* What to do
Could you repeat every record below exactly, leaving out the pictures?

* Supplied data
========================================================================

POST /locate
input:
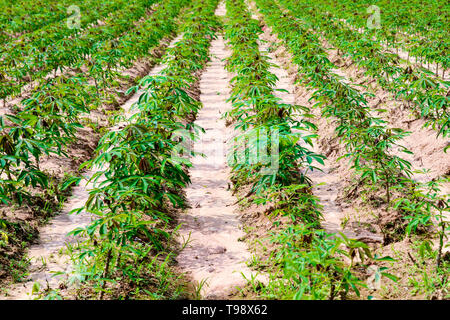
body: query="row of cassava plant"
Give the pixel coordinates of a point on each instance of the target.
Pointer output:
(138, 174)
(368, 139)
(50, 117)
(34, 60)
(417, 27)
(24, 17)
(424, 93)
(48, 121)
(308, 263)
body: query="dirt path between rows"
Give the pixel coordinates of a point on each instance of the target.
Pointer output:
(47, 256)
(215, 253)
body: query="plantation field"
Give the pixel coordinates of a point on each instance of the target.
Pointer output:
(224, 149)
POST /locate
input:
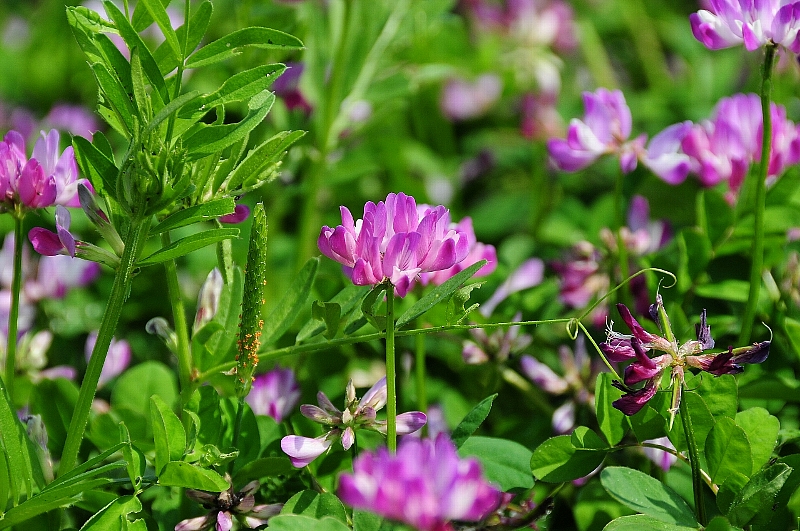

========================================================================

* Task result
POST /locate
input:
body: query="row of cassava plant"
Give the pixel coordinates of a point on each instance of the target.
Pointer output:
(138, 174)
(368, 139)
(50, 117)
(34, 60)
(417, 27)
(24, 17)
(424, 93)
(48, 121)
(308, 263)
body: query="dirt path between rows"
Give the pixel coordinates of a point on each instance of the target.
Pointer output:
(47, 256)
(215, 253)
body: query="plantation field"
Give the pixel coordinates of a point on each instance of the target.
Pointer output:
(224, 149)
POST /locate
input:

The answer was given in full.